## [Set problem]
Could you shift every coordinate in the answers up by 29 and write out again the part of the data that opens with the line containing "the rear taillight" and closes with the line containing "514, 275, 649, 336", with all of its lines, including the ones without coordinates?

## [Supplied material]
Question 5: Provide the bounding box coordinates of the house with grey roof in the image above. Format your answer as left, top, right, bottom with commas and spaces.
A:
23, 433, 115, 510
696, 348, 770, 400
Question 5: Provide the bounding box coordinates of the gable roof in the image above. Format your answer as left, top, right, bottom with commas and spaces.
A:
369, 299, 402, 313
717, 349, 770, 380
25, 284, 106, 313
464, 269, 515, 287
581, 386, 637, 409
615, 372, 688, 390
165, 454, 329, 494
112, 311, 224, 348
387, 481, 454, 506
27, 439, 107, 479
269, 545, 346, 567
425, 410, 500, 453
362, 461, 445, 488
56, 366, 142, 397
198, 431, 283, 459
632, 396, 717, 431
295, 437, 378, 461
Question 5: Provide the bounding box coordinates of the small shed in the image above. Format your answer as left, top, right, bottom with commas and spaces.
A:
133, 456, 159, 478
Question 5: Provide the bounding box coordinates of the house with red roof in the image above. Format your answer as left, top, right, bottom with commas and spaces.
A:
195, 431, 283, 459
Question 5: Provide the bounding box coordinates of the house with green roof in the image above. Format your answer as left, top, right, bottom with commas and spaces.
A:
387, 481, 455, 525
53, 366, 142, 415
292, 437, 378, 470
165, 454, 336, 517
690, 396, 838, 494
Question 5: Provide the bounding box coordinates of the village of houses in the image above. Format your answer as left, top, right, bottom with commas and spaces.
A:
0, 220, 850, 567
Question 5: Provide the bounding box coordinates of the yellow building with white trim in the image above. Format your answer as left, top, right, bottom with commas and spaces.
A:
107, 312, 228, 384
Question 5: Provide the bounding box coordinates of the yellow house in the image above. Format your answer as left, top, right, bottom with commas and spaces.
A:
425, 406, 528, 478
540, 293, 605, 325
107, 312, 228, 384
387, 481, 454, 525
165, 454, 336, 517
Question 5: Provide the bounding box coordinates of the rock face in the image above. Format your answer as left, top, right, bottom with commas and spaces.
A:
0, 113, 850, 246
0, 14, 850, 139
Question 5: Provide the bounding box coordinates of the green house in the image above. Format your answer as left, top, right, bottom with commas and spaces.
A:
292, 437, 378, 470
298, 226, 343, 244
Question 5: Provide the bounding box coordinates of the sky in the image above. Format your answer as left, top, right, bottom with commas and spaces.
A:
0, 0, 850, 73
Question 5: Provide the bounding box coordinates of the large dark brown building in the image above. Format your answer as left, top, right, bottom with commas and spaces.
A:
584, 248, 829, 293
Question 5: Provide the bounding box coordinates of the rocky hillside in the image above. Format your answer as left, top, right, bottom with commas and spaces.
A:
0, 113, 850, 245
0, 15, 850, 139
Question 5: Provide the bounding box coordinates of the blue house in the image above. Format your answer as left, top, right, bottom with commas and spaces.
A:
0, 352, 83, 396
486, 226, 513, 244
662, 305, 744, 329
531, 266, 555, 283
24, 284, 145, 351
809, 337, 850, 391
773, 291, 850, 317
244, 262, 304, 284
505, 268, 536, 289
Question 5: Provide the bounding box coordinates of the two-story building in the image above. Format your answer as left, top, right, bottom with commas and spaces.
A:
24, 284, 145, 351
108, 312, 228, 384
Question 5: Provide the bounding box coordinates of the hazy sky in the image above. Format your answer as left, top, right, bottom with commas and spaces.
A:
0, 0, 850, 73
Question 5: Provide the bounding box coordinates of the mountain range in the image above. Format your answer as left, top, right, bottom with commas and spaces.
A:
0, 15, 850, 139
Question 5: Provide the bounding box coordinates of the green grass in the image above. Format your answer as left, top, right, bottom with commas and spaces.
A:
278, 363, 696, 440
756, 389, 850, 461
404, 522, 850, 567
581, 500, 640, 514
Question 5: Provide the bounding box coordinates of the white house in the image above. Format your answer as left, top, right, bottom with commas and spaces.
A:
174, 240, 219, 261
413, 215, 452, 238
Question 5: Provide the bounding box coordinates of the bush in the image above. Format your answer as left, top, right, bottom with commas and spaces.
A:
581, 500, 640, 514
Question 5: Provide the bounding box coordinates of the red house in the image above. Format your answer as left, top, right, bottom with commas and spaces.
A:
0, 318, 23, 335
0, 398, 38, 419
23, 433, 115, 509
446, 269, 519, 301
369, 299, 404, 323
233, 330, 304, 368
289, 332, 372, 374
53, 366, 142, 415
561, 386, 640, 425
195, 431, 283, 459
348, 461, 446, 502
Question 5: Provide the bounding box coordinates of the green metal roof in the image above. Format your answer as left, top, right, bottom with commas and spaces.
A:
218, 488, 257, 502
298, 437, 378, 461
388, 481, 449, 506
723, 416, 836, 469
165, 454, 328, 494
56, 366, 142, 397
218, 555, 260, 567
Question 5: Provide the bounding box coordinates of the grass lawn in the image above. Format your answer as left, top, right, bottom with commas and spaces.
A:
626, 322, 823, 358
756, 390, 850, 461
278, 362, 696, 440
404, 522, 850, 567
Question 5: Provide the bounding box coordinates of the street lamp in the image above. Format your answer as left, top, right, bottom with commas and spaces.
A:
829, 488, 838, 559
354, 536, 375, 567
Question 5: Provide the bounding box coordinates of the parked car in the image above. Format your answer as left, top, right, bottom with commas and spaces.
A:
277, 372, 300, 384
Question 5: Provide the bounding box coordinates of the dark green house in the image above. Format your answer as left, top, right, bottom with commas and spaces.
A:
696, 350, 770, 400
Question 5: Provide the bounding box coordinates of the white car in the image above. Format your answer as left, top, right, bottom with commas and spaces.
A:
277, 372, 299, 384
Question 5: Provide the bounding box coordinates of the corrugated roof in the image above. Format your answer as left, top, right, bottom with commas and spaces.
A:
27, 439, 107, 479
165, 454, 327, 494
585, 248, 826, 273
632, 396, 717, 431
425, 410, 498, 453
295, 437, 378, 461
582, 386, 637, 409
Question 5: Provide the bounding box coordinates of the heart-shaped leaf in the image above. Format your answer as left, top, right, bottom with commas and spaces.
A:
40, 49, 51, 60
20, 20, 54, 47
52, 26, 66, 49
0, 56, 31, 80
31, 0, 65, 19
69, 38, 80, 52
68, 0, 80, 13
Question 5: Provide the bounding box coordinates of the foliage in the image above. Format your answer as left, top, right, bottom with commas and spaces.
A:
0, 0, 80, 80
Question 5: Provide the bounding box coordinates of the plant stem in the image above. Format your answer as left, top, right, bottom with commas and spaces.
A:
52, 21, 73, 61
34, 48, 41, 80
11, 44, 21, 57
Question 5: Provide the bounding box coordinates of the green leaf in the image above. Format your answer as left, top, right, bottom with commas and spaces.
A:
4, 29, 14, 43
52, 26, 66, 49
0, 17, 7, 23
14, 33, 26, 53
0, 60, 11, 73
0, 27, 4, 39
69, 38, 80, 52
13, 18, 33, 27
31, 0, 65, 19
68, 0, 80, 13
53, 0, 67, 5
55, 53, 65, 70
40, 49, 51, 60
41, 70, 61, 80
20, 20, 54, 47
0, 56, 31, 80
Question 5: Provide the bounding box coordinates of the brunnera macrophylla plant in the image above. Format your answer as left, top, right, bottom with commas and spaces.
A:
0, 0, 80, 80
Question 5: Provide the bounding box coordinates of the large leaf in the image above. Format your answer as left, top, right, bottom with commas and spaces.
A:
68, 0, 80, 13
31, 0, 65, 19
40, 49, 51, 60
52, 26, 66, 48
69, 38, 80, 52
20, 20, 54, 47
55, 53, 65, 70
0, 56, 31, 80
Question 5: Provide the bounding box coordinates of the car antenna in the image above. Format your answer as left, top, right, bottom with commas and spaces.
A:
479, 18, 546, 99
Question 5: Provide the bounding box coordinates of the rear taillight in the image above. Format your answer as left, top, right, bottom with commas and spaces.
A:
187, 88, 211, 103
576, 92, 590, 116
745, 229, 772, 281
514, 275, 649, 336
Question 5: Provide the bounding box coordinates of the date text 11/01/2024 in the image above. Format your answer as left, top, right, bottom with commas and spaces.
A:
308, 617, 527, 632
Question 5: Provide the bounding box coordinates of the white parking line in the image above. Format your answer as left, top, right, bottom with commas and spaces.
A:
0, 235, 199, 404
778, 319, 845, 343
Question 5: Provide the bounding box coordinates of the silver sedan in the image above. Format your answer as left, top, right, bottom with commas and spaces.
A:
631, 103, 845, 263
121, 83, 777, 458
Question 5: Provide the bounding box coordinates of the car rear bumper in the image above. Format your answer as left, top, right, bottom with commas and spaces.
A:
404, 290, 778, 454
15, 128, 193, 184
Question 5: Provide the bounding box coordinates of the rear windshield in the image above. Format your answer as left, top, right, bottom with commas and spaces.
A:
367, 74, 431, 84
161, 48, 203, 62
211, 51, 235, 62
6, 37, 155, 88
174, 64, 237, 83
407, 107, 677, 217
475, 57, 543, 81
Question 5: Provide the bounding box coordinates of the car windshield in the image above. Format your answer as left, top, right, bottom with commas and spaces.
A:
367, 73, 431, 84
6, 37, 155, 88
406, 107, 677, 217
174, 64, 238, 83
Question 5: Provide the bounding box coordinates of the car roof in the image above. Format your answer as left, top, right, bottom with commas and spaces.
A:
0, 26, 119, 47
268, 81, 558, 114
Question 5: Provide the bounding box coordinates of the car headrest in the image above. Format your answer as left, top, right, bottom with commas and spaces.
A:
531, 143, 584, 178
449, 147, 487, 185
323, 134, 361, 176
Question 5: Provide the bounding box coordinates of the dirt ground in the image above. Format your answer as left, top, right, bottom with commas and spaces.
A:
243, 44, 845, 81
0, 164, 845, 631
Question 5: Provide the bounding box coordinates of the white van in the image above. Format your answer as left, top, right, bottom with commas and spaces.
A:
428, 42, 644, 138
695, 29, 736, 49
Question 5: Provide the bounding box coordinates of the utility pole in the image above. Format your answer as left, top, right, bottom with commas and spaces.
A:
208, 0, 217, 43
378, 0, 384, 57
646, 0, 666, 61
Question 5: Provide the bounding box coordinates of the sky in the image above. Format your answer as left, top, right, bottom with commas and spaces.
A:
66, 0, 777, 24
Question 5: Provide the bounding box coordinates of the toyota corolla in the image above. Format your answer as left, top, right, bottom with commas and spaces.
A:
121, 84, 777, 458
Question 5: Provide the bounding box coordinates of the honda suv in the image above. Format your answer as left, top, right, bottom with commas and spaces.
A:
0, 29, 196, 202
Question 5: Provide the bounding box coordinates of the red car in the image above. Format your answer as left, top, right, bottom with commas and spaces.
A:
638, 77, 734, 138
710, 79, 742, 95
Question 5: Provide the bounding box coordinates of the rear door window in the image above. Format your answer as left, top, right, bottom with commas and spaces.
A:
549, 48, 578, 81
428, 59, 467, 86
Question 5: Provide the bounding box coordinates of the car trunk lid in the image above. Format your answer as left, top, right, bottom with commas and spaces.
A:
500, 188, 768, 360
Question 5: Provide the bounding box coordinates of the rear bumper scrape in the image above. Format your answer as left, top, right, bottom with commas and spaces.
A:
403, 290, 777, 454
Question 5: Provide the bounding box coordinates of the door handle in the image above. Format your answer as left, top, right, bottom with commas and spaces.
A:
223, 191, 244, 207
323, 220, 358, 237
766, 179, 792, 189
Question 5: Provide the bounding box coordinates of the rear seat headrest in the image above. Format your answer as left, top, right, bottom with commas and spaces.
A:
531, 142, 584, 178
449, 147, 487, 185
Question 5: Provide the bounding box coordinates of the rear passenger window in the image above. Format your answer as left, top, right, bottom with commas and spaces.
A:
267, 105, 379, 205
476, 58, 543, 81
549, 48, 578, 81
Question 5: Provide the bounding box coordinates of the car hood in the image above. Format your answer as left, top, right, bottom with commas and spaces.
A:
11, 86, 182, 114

## [Worked answer]
Question 5: Provide the bounding box coordinates of the rear taillight in the image above. Format your answer as left, top, right, bottom with commas and spaces.
A:
216, 117, 240, 132
605, 121, 619, 145
774, 258, 801, 310
543, 304, 678, 365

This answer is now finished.